**READING TEXT**.
╭──

To determine whether a past conviction qualifies as an ACCA predicate offense, "courts use what has become known as the 'categorical approach': They compare the elements of the statute forming the basis of the defendant's conviction with the elements of the generic' crime." Descamps , 133 S.Ct. at 2281. Thus, to qualify as "burglary" under the ACCA, a prior conviction must include the elements of "generic burglary"; i.e., the "unlawful or unprivileged entry into, or remaining in, a building or structure, with intent to commit a crime." Taylor v. United States , 495 U.S. 575, 599 (1990).[1]
In Descamps, the Supreme Court held that the Ninth Circuit erred by employing the so-called "modified categorical approach" to determine whether California's burglary statute - with "a single 'indivisible' set of elements" - constituted generic burglary for purposes of the ACCA. Descamps , 133 S.Ct. at 2283. The Court made clear that the modified categorical approach is permitted only when a statute is divisible and has alternative elements that correspond to elements of a generic ACCA offense. Id. at 2285 ("[T]he modified approach merely helps implement the categorical approach when a defendant was convicted of violating a divisible statute.").

╰──

**INPUT MATERIAL**.
╭──

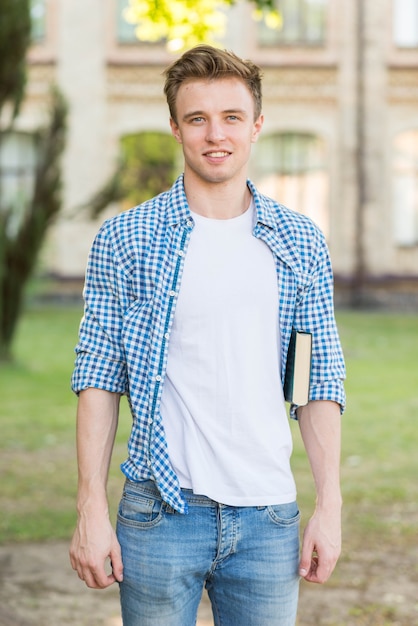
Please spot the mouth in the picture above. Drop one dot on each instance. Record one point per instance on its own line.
(219, 154)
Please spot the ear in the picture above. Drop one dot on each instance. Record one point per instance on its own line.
(175, 131)
(258, 125)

╰──

**COMPLETE THE FOLLOWING**.
- 1) Do these statements agree with the text on the categorical approach? Answer yes or no for each, quoting the deciding words. (a) The modified categorical approach may be applied to any statute, whether divisible or not. (b) The Supreme Court found that the Ninth Circuit made an error. (c) Generic burglary covers remaining in a building, not only entering it, with intent to commit a crime.
- 2) Print the entries exactly, from the line with "Please spot the ear" through the end of the entries.

**PER-TASK OUTPUTS**.
- 1)
(a) No: "the modified categorical approach is permitted only when a statute is divisible and has alternative elements that correspond to elements of a generic ACCA offense."
(b) Yes: "the Supreme Court held that the Ninth Circuit erred"
(c) Yes: "unlawful or unprivileged entry into, or remaining in, a building or structure, with intent to commit a crime."

- 2)
Please spot the ear in the picture above. Drop one dot on each instance. Record one point per instance on its own line.
(175, 131)
(258, 125)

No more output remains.